15 - 监控系统设计
| > 面试频率: 需求类型 | 指标 |
|---|---|
| 采集频率 | 10-60 秒 |
| 数据保留 | 原始数据 7 天,聚合数据 90 天 |
| 查询延迟 | < 1 秒 |
| 告警延迟 | < 1 分钟 |
| 可用性 | 99.9% |
| 扩展性 | 支持 10 万+ 指标 |
1.3 面试官可能的追问
Q1: 监控系统和日志系统有什么区别?
A1:
- 监控:关注指标、趋势、告警(Metrics)
- 日志:关注事件、上下文、问题排查(Logs)
- 追踪:关注调用链、性能分析(Traces)
Q2: Prometheus 和 Zabbix 有什么区别?
A2:
- Prometheus:Pull 模型,时序数据库,云原生
- Zabbix:Push 模型,关系数据库,传统运维
- 选择:云原生选 Prometheus,传统基础设施选 Zabbix
2. 容量估算
2.1 场景假设
假设监控 1000 台服务器 + 500 个应用:
- 服务器:1000 台
- 每台指标数:100 个(CPU、内存、磁盘等)

────────────────

### 任务说明
在上面这篇关于监控系统设计的文字里,聚合数据的保留期是多久?

### 集合中的记录

────────────────

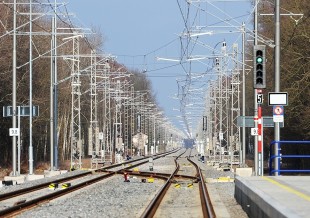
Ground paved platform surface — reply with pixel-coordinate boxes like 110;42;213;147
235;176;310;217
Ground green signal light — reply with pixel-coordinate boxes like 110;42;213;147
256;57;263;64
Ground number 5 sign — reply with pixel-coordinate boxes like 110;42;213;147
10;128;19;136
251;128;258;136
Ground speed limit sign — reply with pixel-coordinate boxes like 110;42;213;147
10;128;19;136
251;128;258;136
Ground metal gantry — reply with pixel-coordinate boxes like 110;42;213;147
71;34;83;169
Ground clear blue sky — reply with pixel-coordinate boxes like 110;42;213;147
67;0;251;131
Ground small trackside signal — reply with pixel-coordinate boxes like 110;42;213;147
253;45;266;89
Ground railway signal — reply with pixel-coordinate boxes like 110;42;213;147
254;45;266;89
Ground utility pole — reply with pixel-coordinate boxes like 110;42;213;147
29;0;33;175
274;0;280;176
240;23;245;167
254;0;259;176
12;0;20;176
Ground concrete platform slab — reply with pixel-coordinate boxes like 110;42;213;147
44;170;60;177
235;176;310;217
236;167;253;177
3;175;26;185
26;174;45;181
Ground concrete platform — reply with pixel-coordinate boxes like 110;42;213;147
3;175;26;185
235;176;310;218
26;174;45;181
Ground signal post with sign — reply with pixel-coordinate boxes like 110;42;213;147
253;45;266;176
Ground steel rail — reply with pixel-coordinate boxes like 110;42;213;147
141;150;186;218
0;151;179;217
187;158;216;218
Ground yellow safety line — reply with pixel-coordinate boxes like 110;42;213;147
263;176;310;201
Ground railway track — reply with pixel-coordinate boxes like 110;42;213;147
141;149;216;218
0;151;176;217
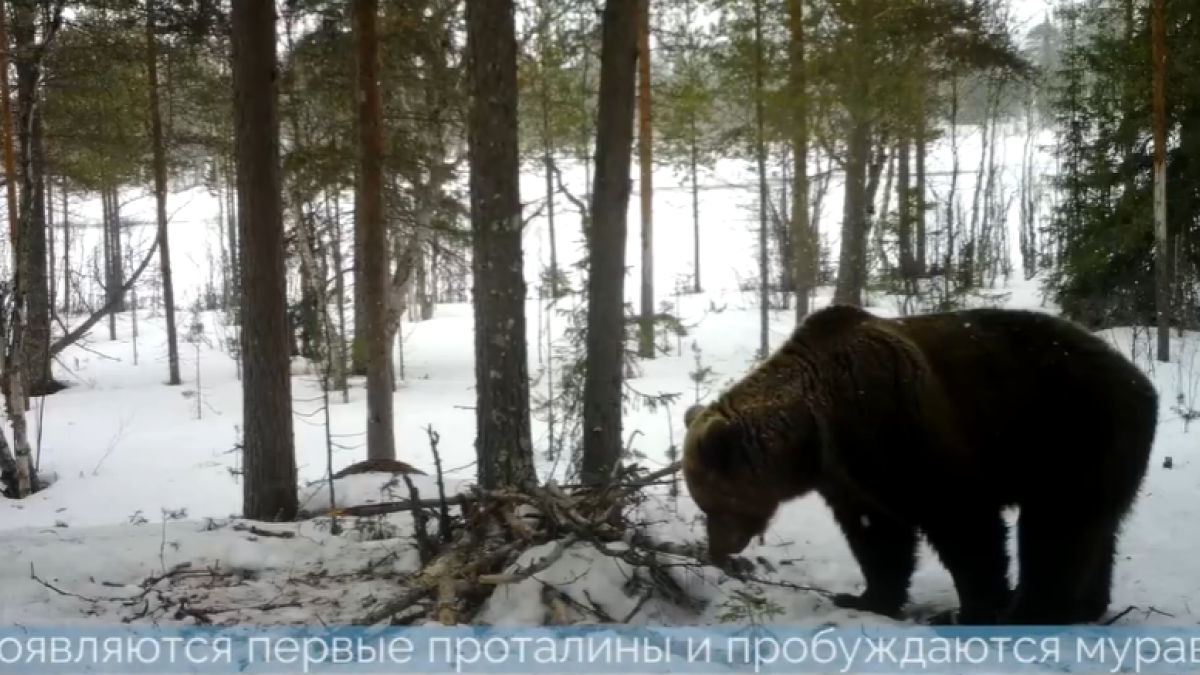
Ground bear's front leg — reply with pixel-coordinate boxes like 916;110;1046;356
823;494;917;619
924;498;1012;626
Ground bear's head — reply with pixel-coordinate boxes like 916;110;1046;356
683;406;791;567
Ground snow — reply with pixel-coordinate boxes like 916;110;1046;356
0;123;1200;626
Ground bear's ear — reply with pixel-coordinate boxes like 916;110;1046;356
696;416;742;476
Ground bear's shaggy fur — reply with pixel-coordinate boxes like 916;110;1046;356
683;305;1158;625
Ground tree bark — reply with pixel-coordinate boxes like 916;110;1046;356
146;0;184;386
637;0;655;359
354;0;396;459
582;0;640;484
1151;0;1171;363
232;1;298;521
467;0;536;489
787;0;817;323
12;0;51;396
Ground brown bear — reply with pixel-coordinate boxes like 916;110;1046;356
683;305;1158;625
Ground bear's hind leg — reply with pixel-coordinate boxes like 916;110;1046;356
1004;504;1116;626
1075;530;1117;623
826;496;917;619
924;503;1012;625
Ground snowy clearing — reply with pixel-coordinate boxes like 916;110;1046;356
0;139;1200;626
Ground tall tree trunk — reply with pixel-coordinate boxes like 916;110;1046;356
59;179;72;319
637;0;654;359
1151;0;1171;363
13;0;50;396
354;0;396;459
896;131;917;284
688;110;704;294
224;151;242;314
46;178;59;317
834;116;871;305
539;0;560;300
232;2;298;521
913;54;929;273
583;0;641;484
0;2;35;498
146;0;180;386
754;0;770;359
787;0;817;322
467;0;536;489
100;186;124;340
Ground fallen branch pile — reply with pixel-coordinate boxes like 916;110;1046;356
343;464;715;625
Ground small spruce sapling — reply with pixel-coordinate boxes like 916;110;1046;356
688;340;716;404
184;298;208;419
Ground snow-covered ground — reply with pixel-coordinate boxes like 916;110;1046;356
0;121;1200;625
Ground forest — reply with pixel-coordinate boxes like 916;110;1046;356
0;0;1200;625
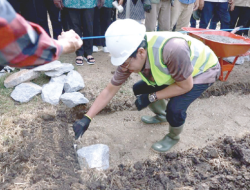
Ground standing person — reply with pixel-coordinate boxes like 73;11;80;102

────────────────

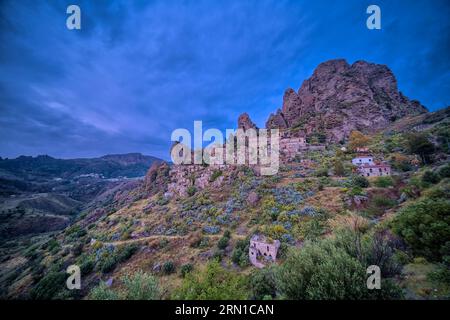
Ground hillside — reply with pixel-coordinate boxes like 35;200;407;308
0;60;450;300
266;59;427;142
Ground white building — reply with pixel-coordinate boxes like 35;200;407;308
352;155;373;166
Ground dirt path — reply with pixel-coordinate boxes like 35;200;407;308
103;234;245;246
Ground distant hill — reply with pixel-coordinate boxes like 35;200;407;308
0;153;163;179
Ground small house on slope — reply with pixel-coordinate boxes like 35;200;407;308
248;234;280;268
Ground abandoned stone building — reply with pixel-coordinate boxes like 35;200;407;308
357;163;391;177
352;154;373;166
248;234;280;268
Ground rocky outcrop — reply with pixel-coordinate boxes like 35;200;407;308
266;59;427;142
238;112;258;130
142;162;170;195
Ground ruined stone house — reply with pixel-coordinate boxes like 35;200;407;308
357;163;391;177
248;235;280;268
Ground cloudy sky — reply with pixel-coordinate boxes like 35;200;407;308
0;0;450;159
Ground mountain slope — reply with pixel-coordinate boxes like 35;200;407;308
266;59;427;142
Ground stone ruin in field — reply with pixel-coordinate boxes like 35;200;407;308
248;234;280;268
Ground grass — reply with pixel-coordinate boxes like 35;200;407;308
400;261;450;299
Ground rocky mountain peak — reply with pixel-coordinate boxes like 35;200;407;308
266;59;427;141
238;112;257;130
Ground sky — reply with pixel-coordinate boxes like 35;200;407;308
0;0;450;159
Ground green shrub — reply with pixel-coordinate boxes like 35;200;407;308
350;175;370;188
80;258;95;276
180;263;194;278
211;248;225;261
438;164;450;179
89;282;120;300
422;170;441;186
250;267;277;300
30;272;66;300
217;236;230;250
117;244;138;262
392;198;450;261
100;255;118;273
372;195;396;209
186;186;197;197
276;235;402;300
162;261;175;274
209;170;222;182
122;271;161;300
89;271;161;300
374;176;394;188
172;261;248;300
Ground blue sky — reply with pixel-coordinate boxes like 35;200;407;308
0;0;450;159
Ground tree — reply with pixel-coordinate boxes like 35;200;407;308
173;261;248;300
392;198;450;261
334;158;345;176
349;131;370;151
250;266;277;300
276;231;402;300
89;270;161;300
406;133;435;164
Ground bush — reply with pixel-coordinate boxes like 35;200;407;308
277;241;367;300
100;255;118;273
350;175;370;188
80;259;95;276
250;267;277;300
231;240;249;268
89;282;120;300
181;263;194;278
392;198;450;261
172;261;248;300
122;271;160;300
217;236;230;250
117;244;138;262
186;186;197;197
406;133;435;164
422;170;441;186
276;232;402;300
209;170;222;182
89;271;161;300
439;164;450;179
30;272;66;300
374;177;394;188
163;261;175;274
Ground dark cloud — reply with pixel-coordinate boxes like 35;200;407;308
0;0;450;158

────────────────

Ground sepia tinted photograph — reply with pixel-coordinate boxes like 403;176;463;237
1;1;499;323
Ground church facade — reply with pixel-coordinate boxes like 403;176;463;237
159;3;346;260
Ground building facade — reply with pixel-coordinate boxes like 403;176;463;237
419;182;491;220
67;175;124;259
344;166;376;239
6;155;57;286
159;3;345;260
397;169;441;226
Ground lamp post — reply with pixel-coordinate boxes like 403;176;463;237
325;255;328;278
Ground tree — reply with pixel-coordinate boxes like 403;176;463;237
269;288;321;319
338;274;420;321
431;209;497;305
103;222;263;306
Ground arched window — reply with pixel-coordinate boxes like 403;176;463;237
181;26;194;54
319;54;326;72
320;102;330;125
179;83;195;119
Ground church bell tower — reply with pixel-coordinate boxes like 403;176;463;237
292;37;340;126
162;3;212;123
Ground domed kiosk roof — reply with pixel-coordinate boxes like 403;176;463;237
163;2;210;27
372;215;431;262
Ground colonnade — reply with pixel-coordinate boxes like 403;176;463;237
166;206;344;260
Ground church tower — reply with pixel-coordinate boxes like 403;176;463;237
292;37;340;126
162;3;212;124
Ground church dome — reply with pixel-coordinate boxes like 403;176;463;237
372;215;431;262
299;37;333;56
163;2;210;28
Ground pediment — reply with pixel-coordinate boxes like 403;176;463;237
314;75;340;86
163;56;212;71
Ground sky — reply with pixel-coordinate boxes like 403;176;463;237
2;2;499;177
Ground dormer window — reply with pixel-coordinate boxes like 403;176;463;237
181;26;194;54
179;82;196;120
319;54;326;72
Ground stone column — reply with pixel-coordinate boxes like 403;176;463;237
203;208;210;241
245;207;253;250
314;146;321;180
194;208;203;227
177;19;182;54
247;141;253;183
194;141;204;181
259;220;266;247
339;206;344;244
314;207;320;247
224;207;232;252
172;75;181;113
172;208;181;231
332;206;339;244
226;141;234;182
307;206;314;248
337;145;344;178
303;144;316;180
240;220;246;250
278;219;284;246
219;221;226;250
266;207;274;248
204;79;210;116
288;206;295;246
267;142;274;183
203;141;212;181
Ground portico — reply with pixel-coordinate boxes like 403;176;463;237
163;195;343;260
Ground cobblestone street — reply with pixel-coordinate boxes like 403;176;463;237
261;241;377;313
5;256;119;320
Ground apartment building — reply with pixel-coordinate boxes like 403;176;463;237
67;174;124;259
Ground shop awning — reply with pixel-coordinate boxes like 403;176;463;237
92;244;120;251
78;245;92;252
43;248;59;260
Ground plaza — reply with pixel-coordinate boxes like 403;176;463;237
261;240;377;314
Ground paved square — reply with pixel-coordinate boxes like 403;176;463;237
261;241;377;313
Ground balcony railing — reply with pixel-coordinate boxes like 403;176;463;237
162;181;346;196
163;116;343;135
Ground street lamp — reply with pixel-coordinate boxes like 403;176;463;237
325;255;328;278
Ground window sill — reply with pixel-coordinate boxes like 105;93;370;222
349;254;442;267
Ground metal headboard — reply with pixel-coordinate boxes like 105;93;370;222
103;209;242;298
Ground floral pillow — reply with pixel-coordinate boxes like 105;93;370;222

────────────────

### 完成结果
聚合数据保留 90 天。